WORK REQUIRED »
If a line in the records below contains the word "facade", return that line.

(Saved entries)
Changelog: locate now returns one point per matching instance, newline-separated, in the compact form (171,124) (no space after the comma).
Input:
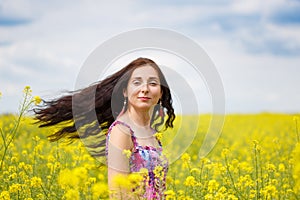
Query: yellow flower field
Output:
(256,157)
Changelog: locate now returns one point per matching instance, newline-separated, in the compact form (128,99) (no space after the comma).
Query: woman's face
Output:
(143,89)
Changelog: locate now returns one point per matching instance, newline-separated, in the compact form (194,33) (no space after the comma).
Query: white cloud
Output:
(241,37)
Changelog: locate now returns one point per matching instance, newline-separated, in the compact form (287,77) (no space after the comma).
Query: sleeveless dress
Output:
(150,158)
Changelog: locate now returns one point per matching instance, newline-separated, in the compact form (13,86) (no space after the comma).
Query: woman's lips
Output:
(144,98)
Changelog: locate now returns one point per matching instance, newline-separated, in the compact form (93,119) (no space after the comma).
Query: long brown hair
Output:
(96,100)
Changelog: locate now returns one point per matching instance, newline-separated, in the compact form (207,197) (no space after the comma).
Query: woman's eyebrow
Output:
(150,78)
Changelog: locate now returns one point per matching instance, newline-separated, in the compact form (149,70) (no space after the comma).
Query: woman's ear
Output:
(125,92)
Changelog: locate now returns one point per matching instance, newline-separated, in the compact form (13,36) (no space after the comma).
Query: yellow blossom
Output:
(37,100)
(127,153)
(72,194)
(158,171)
(35,182)
(4,195)
(158,136)
(100,191)
(170,195)
(190,181)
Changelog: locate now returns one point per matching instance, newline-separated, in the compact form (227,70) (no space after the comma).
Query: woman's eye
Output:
(136,82)
(153,83)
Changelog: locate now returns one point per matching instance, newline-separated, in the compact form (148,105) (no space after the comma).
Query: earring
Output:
(161,109)
(123,109)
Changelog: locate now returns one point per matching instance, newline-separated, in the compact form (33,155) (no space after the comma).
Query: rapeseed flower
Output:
(37,100)
(4,195)
(190,181)
(35,181)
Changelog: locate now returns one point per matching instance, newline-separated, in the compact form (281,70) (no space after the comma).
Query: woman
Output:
(137,95)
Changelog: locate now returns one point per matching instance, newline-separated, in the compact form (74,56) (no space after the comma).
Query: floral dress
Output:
(150,158)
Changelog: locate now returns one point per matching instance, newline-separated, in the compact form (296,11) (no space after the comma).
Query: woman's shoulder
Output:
(119,135)
(121,125)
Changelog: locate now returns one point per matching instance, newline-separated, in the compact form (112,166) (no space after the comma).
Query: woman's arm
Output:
(118,162)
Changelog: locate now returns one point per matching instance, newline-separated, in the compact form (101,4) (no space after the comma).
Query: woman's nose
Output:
(144,88)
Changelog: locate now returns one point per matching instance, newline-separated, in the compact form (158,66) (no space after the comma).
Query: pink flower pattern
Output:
(146,157)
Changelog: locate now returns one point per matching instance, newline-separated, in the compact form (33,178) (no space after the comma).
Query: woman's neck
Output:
(139,118)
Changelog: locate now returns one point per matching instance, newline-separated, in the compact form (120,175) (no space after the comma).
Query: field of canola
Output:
(256,157)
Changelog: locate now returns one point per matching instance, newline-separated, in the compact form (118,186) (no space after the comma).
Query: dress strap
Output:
(133,138)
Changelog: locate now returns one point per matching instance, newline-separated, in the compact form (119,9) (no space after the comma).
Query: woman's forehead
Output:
(146,71)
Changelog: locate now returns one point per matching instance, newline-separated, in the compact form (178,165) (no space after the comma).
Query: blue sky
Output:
(255,45)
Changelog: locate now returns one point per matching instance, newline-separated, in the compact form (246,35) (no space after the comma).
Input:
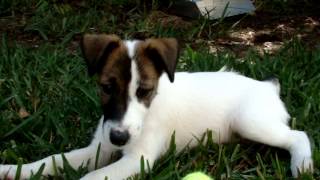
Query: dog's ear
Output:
(96,48)
(164,53)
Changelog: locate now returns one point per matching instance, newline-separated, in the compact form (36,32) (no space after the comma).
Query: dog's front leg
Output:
(76,158)
(151,145)
(127,166)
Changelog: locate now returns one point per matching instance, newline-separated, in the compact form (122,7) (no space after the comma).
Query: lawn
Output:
(48,104)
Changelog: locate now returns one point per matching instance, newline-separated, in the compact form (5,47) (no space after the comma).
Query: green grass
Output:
(48,79)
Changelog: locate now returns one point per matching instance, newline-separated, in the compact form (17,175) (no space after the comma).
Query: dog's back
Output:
(217,101)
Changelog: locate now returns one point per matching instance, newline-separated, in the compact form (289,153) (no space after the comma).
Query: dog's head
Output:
(128,74)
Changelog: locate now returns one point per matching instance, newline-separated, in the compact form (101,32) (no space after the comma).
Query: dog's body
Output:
(155,108)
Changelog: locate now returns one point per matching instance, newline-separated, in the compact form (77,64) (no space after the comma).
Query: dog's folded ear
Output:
(164,53)
(96,48)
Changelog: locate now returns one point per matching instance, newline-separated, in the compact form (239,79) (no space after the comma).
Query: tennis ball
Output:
(197,176)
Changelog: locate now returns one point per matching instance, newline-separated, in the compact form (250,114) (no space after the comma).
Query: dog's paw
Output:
(7,172)
(93,175)
(301,165)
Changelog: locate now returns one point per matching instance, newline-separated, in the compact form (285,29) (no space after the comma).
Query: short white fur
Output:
(224,102)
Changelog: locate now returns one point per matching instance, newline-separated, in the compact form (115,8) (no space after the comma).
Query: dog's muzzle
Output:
(119,138)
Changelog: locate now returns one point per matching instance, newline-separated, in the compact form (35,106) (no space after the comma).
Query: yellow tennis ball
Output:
(197,176)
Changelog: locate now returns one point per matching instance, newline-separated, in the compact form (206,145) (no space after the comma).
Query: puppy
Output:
(144,102)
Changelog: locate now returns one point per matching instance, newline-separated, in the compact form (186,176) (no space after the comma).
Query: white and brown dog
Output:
(143,107)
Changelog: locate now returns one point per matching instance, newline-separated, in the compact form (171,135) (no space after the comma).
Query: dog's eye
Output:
(143,92)
(107,88)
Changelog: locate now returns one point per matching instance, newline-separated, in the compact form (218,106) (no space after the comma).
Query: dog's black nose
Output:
(119,138)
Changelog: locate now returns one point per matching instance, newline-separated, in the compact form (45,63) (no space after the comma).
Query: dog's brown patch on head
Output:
(96,48)
(107,56)
(153,57)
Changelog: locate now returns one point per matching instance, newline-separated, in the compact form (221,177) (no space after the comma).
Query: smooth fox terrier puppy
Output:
(144,102)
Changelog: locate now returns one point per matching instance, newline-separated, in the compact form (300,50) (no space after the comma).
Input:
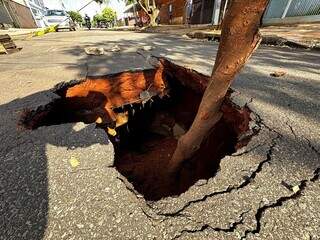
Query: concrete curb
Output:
(273,40)
(36,33)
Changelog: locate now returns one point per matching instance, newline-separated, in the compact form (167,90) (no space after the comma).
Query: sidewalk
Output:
(301,36)
(22,33)
(19,33)
(306,34)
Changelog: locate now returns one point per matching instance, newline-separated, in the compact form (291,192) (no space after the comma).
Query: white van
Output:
(60,19)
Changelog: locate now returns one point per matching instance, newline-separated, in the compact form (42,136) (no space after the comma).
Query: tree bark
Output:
(151,11)
(240,37)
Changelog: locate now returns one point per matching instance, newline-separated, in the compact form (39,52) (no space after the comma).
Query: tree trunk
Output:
(240,37)
(153,17)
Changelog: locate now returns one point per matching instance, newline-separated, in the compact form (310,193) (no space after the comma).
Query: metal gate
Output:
(21,14)
(292,11)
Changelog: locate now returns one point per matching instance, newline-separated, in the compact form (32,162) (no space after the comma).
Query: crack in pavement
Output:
(280,201)
(232,228)
(247,180)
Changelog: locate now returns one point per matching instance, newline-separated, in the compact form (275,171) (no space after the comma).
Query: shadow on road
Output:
(24,190)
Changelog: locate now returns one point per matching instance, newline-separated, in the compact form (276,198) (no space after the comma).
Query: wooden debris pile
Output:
(7,45)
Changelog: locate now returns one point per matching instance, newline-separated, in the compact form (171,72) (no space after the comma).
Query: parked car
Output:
(60,19)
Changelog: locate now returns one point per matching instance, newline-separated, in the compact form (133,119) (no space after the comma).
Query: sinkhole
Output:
(144,113)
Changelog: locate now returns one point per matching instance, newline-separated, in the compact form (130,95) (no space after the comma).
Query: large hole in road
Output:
(150,109)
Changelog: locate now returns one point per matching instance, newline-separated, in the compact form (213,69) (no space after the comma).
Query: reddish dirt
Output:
(145,145)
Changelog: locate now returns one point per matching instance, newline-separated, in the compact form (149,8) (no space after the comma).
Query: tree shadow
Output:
(24,193)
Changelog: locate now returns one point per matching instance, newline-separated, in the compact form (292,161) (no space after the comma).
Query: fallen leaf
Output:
(112,132)
(74,162)
(94,51)
(278,74)
(122,119)
(296,189)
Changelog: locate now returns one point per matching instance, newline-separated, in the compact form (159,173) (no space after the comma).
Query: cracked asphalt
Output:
(269,189)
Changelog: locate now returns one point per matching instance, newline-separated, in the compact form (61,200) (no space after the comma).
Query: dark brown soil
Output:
(145,145)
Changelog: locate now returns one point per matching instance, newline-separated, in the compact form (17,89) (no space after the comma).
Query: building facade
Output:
(190,11)
(172,11)
(16,14)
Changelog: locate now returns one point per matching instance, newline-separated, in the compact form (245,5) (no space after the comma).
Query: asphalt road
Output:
(268,190)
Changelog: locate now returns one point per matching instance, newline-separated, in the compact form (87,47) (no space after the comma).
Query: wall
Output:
(21,15)
(178,12)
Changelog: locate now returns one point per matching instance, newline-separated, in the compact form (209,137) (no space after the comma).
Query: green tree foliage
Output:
(109,15)
(75,16)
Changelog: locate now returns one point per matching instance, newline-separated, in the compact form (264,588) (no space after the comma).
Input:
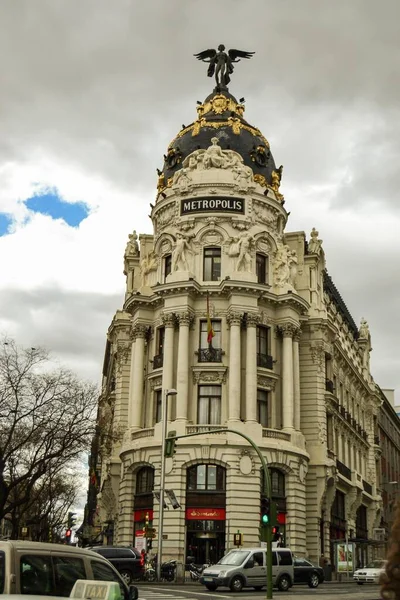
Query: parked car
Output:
(247,567)
(306,572)
(127,560)
(38,568)
(371,573)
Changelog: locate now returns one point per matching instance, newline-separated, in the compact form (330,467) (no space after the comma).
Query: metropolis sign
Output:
(217,204)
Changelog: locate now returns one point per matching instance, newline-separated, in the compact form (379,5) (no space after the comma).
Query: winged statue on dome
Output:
(221,63)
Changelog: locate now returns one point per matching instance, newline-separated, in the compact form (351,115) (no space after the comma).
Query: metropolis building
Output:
(287,365)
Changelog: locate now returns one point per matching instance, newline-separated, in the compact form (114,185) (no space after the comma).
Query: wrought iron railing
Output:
(210,354)
(367,487)
(329,386)
(264,360)
(158,361)
(343,470)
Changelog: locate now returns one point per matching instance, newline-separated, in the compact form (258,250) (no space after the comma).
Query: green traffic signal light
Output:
(265,511)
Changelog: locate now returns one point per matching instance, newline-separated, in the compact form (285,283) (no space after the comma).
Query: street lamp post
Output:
(164,417)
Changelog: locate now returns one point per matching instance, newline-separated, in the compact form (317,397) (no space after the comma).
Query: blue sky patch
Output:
(49,203)
(5,222)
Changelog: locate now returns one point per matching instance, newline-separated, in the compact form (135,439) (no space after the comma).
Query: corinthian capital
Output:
(168,319)
(234,318)
(287,329)
(139,330)
(252,319)
(185,318)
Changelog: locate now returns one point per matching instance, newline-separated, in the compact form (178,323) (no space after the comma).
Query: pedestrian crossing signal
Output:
(265,511)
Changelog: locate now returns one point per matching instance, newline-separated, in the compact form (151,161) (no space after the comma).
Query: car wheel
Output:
(211,587)
(284,583)
(150,575)
(126,576)
(236,584)
(313,580)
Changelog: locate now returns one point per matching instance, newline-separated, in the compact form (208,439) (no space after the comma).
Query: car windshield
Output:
(235,557)
(376,564)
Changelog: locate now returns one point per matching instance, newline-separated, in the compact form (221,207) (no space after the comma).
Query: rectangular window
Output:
(209,405)
(36,575)
(262,407)
(261,268)
(67,570)
(158,358)
(2,571)
(263,357)
(212,264)
(167,265)
(158,405)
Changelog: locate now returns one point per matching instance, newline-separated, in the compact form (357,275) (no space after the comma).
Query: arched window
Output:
(145,480)
(206,478)
(277,483)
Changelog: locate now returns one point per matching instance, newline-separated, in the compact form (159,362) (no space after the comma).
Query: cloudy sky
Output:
(92,92)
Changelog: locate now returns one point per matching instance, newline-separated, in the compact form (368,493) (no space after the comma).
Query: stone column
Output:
(234,320)
(296,378)
(169,321)
(139,332)
(185,319)
(252,321)
(287,331)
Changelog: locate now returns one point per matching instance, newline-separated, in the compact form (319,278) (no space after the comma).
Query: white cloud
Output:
(90,105)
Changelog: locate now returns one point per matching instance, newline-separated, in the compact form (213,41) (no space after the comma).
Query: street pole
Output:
(164,417)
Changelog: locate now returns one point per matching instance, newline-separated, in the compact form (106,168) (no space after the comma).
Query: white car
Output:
(371,573)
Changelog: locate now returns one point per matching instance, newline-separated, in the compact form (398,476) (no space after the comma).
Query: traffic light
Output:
(265,511)
(170,445)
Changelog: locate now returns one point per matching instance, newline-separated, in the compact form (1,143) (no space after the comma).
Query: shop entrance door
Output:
(205,547)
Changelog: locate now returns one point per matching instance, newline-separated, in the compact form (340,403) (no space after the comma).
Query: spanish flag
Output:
(210,330)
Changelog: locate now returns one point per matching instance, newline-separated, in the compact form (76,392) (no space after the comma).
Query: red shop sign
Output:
(281,518)
(205,514)
(140,515)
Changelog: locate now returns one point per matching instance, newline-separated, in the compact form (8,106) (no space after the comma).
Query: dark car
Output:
(127,560)
(306,572)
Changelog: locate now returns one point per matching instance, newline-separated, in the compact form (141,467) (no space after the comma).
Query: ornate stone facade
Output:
(242,321)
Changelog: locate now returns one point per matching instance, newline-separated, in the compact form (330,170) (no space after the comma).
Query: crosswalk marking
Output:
(159,593)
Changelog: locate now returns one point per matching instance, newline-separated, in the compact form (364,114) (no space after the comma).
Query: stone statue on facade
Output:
(213,156)
(314,245)
(363,332)
(132,247)
(243,176)
(221,63)
(148,264)
(241,247)
(181,250)
(182,179)
(285,266)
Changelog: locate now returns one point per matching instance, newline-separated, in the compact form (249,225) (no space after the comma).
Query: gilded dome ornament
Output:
(221,63)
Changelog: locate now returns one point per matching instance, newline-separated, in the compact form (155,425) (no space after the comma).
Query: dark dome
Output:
(221,116)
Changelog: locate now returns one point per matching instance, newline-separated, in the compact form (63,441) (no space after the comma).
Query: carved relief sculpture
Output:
(221,62)
(148,264)
(241,247)
(285,266)
(180,253)
(314,245)
(363,332)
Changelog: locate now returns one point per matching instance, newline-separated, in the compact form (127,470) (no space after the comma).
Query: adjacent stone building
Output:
(286,364)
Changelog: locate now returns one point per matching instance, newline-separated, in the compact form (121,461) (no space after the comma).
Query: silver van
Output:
(247,567)
(52,569)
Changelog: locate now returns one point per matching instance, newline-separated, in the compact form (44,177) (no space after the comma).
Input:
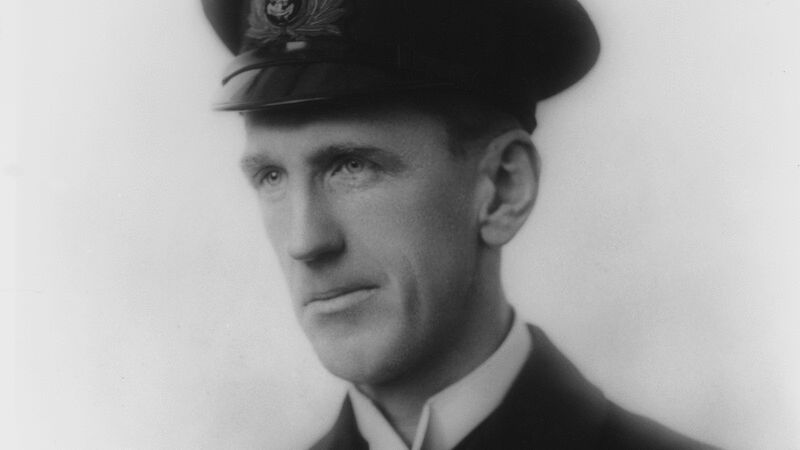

ANSWER TO THIS TASK »
Query: building facade
Query: ornate stone facade
Query: stone statue on facade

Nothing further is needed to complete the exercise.